──────── INPUT FOR THIS TASK ────────

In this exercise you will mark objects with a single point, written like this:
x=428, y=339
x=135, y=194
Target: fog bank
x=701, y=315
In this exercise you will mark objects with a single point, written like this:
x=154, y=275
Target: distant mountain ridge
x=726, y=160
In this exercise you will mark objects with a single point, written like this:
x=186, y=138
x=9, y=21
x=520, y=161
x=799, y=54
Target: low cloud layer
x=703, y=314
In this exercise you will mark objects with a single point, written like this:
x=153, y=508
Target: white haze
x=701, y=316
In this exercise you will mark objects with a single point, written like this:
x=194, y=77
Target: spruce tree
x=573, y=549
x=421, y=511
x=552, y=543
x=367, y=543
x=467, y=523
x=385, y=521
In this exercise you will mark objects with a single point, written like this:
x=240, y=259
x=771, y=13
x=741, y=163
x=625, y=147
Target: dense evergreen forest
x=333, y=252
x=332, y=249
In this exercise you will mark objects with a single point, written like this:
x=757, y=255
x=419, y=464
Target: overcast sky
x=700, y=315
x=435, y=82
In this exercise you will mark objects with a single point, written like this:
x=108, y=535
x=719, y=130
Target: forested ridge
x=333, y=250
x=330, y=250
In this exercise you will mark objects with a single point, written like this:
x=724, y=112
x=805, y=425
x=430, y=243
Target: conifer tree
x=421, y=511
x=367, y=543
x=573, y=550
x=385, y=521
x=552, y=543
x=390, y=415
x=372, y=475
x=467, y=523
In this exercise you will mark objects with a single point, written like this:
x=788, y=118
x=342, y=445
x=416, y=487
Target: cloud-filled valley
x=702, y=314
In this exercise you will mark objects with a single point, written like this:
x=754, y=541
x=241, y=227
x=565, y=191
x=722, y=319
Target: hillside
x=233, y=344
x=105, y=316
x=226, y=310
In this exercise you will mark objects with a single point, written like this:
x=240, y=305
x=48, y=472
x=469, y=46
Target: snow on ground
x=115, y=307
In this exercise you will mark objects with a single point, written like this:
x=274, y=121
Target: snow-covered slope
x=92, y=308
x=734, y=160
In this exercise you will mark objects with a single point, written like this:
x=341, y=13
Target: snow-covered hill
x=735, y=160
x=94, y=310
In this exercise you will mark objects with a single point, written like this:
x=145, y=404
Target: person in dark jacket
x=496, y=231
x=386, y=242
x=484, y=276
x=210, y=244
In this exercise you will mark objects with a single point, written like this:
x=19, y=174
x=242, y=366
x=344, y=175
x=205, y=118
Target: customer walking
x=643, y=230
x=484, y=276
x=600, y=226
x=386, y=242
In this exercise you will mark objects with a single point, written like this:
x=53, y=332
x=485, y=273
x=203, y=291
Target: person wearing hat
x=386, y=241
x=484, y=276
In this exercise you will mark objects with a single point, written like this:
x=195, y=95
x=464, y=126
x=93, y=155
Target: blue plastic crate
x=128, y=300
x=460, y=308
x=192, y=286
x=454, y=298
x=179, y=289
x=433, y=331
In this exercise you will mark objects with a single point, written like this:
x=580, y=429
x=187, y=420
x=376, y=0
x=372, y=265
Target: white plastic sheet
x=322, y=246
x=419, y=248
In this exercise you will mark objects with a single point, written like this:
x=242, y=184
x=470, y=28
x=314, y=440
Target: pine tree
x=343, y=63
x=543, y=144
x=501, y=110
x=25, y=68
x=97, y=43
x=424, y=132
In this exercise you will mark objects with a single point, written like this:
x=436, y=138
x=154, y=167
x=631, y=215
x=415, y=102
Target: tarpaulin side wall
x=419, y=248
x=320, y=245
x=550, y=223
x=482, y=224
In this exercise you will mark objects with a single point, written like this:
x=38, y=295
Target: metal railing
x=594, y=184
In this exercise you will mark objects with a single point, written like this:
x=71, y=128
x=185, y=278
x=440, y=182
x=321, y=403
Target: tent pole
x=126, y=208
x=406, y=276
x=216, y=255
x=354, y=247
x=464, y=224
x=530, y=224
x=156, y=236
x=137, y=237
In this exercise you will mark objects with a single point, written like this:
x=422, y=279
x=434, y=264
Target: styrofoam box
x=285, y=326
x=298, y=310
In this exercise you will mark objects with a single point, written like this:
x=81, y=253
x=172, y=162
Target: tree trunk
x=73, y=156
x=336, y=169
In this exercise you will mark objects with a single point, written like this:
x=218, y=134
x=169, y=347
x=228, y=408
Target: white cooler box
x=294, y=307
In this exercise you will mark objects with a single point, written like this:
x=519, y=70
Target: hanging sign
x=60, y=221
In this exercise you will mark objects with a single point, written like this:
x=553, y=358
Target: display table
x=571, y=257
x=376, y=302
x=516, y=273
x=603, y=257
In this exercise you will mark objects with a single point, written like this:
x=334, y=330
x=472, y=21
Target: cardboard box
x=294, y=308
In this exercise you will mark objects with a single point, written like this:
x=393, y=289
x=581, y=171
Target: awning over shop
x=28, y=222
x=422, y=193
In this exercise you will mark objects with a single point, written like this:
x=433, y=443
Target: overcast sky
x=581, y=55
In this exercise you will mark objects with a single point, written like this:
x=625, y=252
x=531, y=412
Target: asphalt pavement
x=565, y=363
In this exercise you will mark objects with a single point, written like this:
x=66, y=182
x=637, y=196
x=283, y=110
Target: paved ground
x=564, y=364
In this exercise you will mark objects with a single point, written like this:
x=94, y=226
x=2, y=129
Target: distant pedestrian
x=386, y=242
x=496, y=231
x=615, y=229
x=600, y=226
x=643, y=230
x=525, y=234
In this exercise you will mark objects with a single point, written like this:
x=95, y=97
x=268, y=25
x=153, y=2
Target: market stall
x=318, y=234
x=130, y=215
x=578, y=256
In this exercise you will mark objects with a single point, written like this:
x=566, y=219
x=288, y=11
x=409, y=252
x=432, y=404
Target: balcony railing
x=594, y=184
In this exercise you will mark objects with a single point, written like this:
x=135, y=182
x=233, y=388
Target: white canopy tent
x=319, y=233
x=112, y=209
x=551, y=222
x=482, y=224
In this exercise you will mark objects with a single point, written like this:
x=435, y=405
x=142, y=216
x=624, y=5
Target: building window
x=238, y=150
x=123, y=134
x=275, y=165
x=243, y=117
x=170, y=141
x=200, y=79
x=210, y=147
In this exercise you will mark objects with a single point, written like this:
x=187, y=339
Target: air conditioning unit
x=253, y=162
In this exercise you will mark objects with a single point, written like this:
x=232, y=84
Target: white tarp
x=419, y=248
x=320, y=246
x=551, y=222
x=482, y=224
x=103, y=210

────────

Write the whole of the data out again exactly as it stands.

In this exercise you will mark objects with a single point, written like this:
x=428, y=339
x=135, y=194
Target: fog bank
x=701, y=315
In this exercise you will mark objects with a single point, written like this:
x=154, y=275
Target: distant mountain ridge
x=726, y=160
In this exercise you will mark objects with a single point, written like this:
x=186, y=138
x=9, y=21
x=520, y=161
x=799, y=54
Target: low cloud layer
x=703, y=314
In this exercise you will mark objects with a single point, written like this:
x=153, y=508
Target: white haze
x=701, y=316
In this exercise you will mark objects with a single point, written like this:
x=194, y=77
Target: spruce tree
x=573, y=549
x=421, y=511
x=552, y=543
x=367, y=543
x=467, y=523
x=385, y=521
In this exercise you will mark objects with a single point, written like this:
x=240, y=259
x=771, y=13
x=741, y=163
x=625, y=147
Target: dense evergreen forest
x=333, y=252
x=332, y=249
In this exercise you will mark objects with a single point, written like this:
x=757, y=255
x=419, y=464
Target: overcast sky
x=700, y=315
x=435, y=82
In this exercise you will mark objects with a single point, written like this:
x=108, y=535
x=719, y=130
Target: forested ridge
x=333, y=250
x=330, y=250
In this exercise you will mark objects with a single point, written like this:
x=724, y=112
x=805, y=425
x=430, y=243
Target: conifer tree
x=421, y=511
x=367, y=543
x=573, y=550
x=385, y=521
x=552, y=543
x=390, y=415
x=372, y=475
x=467, y=523
In this exercise you will mark objects with a single point, written like this:
x=788, y=118
x=342, y=445
x=416, y=487
Target: cloud-filled valley
x=702, y=314
In this exercise you will mark objects with a single point, written like this:
x=754, y=541
x=241, y=227
x=565, y=191
x=722, y=319
Target: hillside
x=233, y=344
x=105, y=316
x=226, y=310
In this exercise you will mark objects with a single point, written like this:
x=240, y=305
x=48, y=472
x=469, y=46
Target: snow on ground
x=115, y=307
In this exercise you will mark objects with a single point, written like this:
x=274, y=121
Target: snow-covered slope
x=92, y=308
x=734, y=160
In this exercise you will mark objects with a single point, written like this:
x=341, y=13
Target: snow-covered hill
x=735, y=160
x=94, y=310
In this exercise you will mark objects with a single point, written like this:
x=145, y=404
Target: person in dark jacket
x=496, y=231
x=386, y=242
x=484, y=276
x=210, y=244
In this exercise you will mark objects with a single point, written like this:
x=19, y=174
x=242, y=366
x=344, y=175
x=205, y=118
Target: customer walking
x=643, y=230
x=484, y=276
x=600, y=226
x=386, y=242
In this exercise you will mark objects with a single point, written like this:
x=53, y=332
x=485, y=273
x=203, y=291
Target: person wearing hat
x=386, y=241
x=484, y=276
In this exercise you will mark objects with a single point, written like this:
x=195, y=95
x=464, y=126
x=93, y=155
Target: blue plastic crate
x=128, y=300
x=460, y=308
x=192, y=286
x=454, y=298
x=179, y=289
x=433, y=331
In this exercise you will mark objects with a single point, written like this:
x=580, y=429
x=187, y=420
x=376, y=0
x=372, y=265
Target: white plastic sheet
x=322, y=246
x=419, y=248
In this exercise you will mark objects with a single point, written like this:
x=242, y=184
x=470, y=28
x=314, y=440
Target: pine tree
x=343, y=63
x=543, y=144
x=501, y=110
x=25, y=68
x=97, y=43
x=424, y=132
In this exercise you will mark objects with a single point, written like this:
x=436, y=138
x=154, y=167
x=631, y=215
x=415, y=102
Target: tarpaulin side wall
x=419, y=248
x=320, y=245
x=550, y=223
x=482, y=224
In this exercise you will mark objects with a single point, written like this:
x=38, y=295
Target: metal railing
x=594, y=184
In this exercise you will mark objects with a single point, written like this:
x=71, y=128
x=185, y=278
x=440, y=182
x=321, y=403
Target: tent pole
x=126, y=208
x=406, y=276
x=216, y=255
x=354, y=247
x=464, y=224
x=530, y=224
x=156, y=236
x=137, y=237
In this exercise you will mark objects with a single point, written like this:
x=422, y=279
x=434, y=264
Target: styrofoam box
x=285, y=326
x=298, y=310
In this exercise you will mark objects with a single point, written like this:
x=81, y=253
x=172, y=162
Target: tree trunk
x=73, y=156
x=336, y=169
In this exercise you will mark objects with a single point, written like this:
x=218, y=134
x=169, y=347
x=228, y=408
Target: white cooler box
x=294, y=307
In this exercise you will mark objects with a single point, written like this:
x=519, y=70
Target: hanging sign
x=60, y=221
In this exercise you will mark objects with a single point, written like this:
x=553, y=358
Target: display table
x=571, y=257
x=376, y=302
x=516, y=273
x=603, y=257
In this exercise you will mark objects with a single point, written like this:
x=334, y=330
x=472, y=21
Target: cardboard box
x=294, y=308
In this exercise you will mark objects with a single point, written like this:
x=393, y=289
x=581, y=171
Target: awning over shop
x=28, y=222
x=422, y=193
In this exercise you will mark objects with a single point, written like this:
x=433, y=443
Target: overcast sky
x=581, y=55
In this exercise you will mark objects with a single point, written like this:
x=625, y=252
x=531, y=412
Target: asphalt pavement
x=565, y=363
In this exercise you will mark objects with a single point, written like this:
x=66, y=182
x=637, y=196
x=283, y=110
Target: paved ground
x=564, y=364
In this exercise you will mark objects with a single point, written like this:
x=94, y=226
x=2, y=129
Target: distant pedestrian
x=386, y=242
x=496, y=231
x=615, y=229
x=600, y=226
x=643, y=230
x=525, y=234
In this exercise you will mark objects with a single point, written like this:
x=95, y=97
x=268, y=25
x=153, y=2
Target: market stall
x=318, y=234
x=130, y=215
x=578, y=256
In this exercise you will mark objects with a single point, written like this:
x=566, y=219
x=288, y=11
x=409, y=252
x=432, y=404
Target: balcony railing
x=594, y=184
In this exercise you will mark objects with a single point, written like this:
x=135, y=182
x=233, y=388
Target: white canopy tent
x=319, y=233
x=112, y=209
x=551, y=222
x=482, y=224
In this exercise you will mark objects with a single point, written like this:
x=435, y=405
x=142, y=216
x=624, y=5
Target: building window
x=238, y=150
x=123, y=134
x=275, y=165
x=243, y=117
x=170, y=141
x=200, y=79
x=210, y=147
In this exercise you will mark objects with a single point, written like this:
x=187, y=339
Target: air conditioning unit
x=253, y=162
In this exercise you will mark objects with a single point, written like this:
x=232, y=84
Target: white tarp
x=419, y=248
x=320, y=246
x=551, y=222
x=482, y=224
x=103, y=210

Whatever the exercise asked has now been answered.